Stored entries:
----------
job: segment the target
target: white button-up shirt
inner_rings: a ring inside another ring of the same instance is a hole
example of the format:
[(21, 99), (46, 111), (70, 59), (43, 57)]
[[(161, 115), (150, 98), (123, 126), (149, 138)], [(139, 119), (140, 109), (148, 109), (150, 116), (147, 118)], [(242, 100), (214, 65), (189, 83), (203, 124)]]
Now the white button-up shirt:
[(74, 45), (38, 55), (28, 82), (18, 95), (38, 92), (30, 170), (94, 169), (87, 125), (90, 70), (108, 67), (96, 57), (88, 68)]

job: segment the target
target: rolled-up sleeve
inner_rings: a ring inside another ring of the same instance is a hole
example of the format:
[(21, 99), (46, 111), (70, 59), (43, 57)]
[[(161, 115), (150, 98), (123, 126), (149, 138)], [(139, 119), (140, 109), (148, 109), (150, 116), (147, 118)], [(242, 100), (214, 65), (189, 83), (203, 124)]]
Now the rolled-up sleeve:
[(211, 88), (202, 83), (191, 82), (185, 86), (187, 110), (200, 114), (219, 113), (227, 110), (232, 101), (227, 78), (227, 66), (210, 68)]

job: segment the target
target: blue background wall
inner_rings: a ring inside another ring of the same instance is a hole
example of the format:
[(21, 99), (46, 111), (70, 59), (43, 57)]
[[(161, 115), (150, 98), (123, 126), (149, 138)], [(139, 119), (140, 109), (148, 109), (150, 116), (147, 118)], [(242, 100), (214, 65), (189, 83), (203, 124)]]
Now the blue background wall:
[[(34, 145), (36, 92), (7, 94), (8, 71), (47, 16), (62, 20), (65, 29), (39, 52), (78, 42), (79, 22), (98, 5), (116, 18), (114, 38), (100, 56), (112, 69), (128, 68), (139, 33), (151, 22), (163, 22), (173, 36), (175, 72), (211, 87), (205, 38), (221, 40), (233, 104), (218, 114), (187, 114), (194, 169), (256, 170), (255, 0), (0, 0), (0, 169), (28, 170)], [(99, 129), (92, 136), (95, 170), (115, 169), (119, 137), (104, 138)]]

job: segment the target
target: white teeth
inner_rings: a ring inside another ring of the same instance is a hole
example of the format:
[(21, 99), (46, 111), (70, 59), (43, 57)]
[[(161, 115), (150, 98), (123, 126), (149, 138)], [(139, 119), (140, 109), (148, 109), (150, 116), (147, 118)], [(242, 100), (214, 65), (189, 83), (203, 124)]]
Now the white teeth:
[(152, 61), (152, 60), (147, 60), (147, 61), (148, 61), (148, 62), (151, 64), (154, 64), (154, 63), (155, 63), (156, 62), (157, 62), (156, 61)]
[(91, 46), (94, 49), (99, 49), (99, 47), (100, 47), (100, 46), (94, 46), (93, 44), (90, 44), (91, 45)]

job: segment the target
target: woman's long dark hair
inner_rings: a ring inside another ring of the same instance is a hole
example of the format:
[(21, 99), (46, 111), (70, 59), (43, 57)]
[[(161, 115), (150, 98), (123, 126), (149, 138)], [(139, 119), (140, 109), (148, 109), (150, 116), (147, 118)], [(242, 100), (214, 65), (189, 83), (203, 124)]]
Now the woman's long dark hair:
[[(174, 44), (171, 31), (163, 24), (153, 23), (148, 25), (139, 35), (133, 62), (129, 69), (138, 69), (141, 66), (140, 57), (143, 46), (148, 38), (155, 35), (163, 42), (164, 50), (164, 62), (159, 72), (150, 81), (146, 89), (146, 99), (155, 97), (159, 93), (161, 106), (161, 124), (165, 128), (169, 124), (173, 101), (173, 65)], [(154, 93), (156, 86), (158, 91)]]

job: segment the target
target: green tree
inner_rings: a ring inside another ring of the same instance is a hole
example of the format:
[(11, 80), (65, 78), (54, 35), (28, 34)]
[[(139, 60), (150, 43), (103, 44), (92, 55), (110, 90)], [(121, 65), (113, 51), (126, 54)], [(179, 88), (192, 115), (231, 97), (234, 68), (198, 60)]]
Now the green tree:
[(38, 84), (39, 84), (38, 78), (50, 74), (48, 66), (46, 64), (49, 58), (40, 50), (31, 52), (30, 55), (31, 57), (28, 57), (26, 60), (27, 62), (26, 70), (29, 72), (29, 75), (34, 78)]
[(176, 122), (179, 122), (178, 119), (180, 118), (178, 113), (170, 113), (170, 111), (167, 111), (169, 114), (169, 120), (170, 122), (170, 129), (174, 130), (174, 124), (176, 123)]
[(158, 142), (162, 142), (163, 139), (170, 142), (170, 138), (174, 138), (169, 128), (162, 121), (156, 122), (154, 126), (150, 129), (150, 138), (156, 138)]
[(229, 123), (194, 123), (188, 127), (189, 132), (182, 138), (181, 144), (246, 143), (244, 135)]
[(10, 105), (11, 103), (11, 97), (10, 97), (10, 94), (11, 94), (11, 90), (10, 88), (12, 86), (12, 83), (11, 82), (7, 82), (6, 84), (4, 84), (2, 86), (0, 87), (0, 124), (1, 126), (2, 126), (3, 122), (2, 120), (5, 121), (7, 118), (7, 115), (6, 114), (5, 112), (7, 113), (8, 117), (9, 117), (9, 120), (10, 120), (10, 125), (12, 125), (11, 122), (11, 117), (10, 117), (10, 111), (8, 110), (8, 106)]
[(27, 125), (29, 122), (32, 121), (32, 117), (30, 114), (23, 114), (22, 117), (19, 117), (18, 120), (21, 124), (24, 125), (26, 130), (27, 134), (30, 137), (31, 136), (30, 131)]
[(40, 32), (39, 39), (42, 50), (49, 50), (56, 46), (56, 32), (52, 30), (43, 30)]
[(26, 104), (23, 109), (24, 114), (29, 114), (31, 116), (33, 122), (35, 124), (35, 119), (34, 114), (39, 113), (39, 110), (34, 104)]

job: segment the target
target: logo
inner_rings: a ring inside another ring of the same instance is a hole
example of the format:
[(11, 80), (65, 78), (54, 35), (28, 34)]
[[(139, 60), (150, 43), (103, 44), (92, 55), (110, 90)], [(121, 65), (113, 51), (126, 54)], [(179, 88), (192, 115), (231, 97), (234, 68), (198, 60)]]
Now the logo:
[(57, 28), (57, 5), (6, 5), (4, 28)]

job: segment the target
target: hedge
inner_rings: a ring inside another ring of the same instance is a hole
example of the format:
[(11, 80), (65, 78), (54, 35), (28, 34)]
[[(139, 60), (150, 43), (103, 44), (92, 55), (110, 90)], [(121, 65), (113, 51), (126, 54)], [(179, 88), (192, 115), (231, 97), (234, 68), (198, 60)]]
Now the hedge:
----------
▸ What is needed: Print every line of the stored entries above verbatim.

▸ The solution:
job: segment the target
target: white button-up shirt
inner_rings: a ring inside another ring of the same instance is a hole
example of the format:
[(21, 99), (46, 111), (70, 59), (43, 57)]
[[(161, 115), (150, 98), (123, 126), (149, 138)], [(139, 119), (140, 109), (148, 109), (150, 116), (147, 118)], [(242, 100), (214, 65), (189, 83), (203, 124)]]
Now the white button-up shirt:
[(74, 45), (38, 55), (28, 82), (18, 95), (38, 92), (30, 170), (94, 169), (87, 125), (90, 70), (108, 67), (96, 57), (88, 68)]

job: segment the target
target: rolled-up sleeve
inner_rings: a ring inside another ring of the same instance is a hole
example of the format:
[(21, 99), (46, 111), (70, 59), (43, 57)]
[[(161, 115), (150, 98), (123, 126), (149, 138)], [(139, 119), (140, 109), (148, 109), (150, 116), (147, 118)], [(242, 100), (214, 65), (189, 83), (203, 124)]]
Now the rolled-up sleeve:
[(211, 88), (202, 83), (191, 82), (185, 86), (187, 110), (200, 114), (219, 113), (227, 110), (232, 101), (227, 78), (227, 66), (210, 68)]

job: segment the target
target: blue background wall
inner_rings: a ring inside another ring of the same instance is a hole
example of the format:
[(21, 99), (46, 111), (70, 59), (43, 57)]
[[(161, 115), (150, 98), (123, 126), (149, 138)], [(139, 119), (140, 109), (148, 109), (150, 116), (147, 118)], [(242, 100), (214, 65), (189, 83), (203, 124)]]
Now the blue background wall:
[[(34, 145), (36, 92), (7, 94), (8, 71), (47, 16), (62, 20), (65, 29), (39, 52), (78, 42), (79, 22), (98, 5), (116, 18), (114, 38), (100, 56), (112, 69), (128, 68), (139, 33), (151, 22), (163, 22), (173, 36), (175, 72), (211, 87), (205, 38), (221, 40), (233, 104), (218, 114), (187, 114), (194, 169), (256, 170), (255, 0), (0, 0), (0, 169), (28, 170)], [(99, 129), (92, 136), (95, 170), (115, 169), (119, 137), (104, 138)]]

job: segment the target
target: white teeth
inner_rings: a ring inside another ring of the same instance is a hole
example of the format:
[(21, 99), (46, 111), (70, 59), (43, 57)]
[[(161, 115), (150, 98), (123, 126), (149, 138)], [(139, 119), (140, 109), (148, 109), (150, 116), (147, 118)], [(242, 100), (214, 65), (189, 83), (203, 124)]]
Now the white teeth:
[(152, 61), (152, 60), (147, 60), (147, 61), (148, 61), (148, 62), (151, 64), (154, 64), (154, 63), (155, 63), (156, 62), (157, 62), (156, 61)]
[(91, 46), (94, 49), (99, 49), (99, 47), (100, 47), (100, 46), (94, 46), (93, 44), (90, 44), (91, 45)]

job: segment the target
target: woman's long dark hair
inner_rings: a ring inside another ring of the same instance is a hole
example of the format:
[(21, 99), (46, 111), (70, 59), (43, 57)]
[[(161, 115), (150, 98), (123, 126), (149, 138)], [(139, 119), (140, 109), (148, 109), (150, 116), (147, 118)], [(242, 100), (214, 65), (189, 83), (203, 124)]]
Now the woman's long dark hair:
[[(174, 44), (171, 31), (163, 24), (153, 23), (148, 25), (139, 35), (133, 62), (129, 69), (138, 69), (141, 66), (140, 57), (143, 46), (148, 38), (155, 35), (163, 42), (164, 50), (164, 62), (159, 72), (150, 81), (146, 89), (146, 99), (155, 97), (159, 93), (161, 106), (161, 124), (165, 128), (169, 124), (173, 101), (173, 65)], [(154, 93), (156, 86), (158, 91)]]

job: segment the target
target: green tree
inner_rings: a ring inside another ring of the same instance is a hole
example of the format:
[(11, 80), (65, 78), (54, 35), (28, 34)]
[[(139, 60), (150, 43), (103, 44), (92, 55), (110, 90)], [(121, 65), (113, 51), (126, 54)], [(179, 88), (192, 115), (231, 97), (234, 68), (198, 60)]]
Now the green tree:
[(38, 84), (39, 84), (38, 78), (50, 74), (48, 66), (46, 64), (49, 58), (40, 50), (31, 52), (30, 55), (31, 57), (28, 57), (26, 60), (27, 62), (26, 70), (29, 72), (29, 75), (34, 78)]
[(176, 122), (179, 122), (178, 119), (180, 118), (178, 113), (170, 113), (170, 111), (167, 111), (169, 114), (169, 120), (170, 122), (170, 129), (174, 130), (174, 124), (176, 123)]
[(158, 142), (162, 142), (163, 139), (170, 142), (170, 138), (174, 138), (169, 128), (162, 121), (156, 122), (154, 126), (150, 129), (150, 138), (156, 138)]
[(229, 123), (194, 123), (188, 127), (189, 132), (182, 138), (181, 144), (246, 143), (244, 135)]
[(10, 105), (11, 103), (11, 97), (10, 97), (10, 94), (11, 94), (11, 90), (10, 88), (12, 86), (12, 83), (11, 82), (7, 82), (6, 84), (4, 84), (2, 86), (0, 87), (0, 124), (1, 126), (2, 126), (3, 122), (2, 120), (5, 121), (7, 118), (7, 115), (6, 114), (5, 112), (7, 113), (8, 117), (9, 117), (9, 120), (10, 120), (10, 125), (12, 125), (11, 122), (11, 117), (10, 117), (10, 111), (8, 110), (8, 106)]
[(27, 125), (29, 122), (32, 121), (32, 117), (30, 114), (23, 114), (22, 117), (19, 117), (18, 120), (21, 124), (24, 125), (26, 130), (27, 134), (30, 137), (31, 136), (30, 131)]
[(40, 32), (39, 39), (42, 50), (49, 50), (56, 46), (56, 32), (52, 30), (43, 30)]
[(26, 104), (23, 109), (24, 114), (29, 114), (31, 116), (33, 122), (35, 124), (35, 119), (34, 114), (39, 113), (39, 110), (34, 104)]

job: segment the target
target: logo
inner_rings: a ring inside another ring of the same instance is a hole
example of the format:
[(11, 80), (65, 78), (54, 35), (28, 34)]
[[(139, 60), (150, 43), (103, 44), (92, 55), (110, 90)], [(121, 65), (113, 51), (126, 54)], [(179, 88), (192, 115), (231, 97), (234, 68), (198, 60)]]
Now the logo:
[(57, 28), (57, 5), (6, 5), (4, 28)]

job: segment the target
target: hedge
inner_rings: a ring inside another ring of the same instance is a hole
example of the format:
[(11, 80), (65, 78), (54, 35), (28, 34)]
[[(139, 60), (150, 43), (103, 44), (92, 55), (110, 90)], [(121, 65), (113, 51), (126, 54)], [(179, 88), (192, 115), (231, 97), (234, 68), (198, 60)]]
Now the hedge:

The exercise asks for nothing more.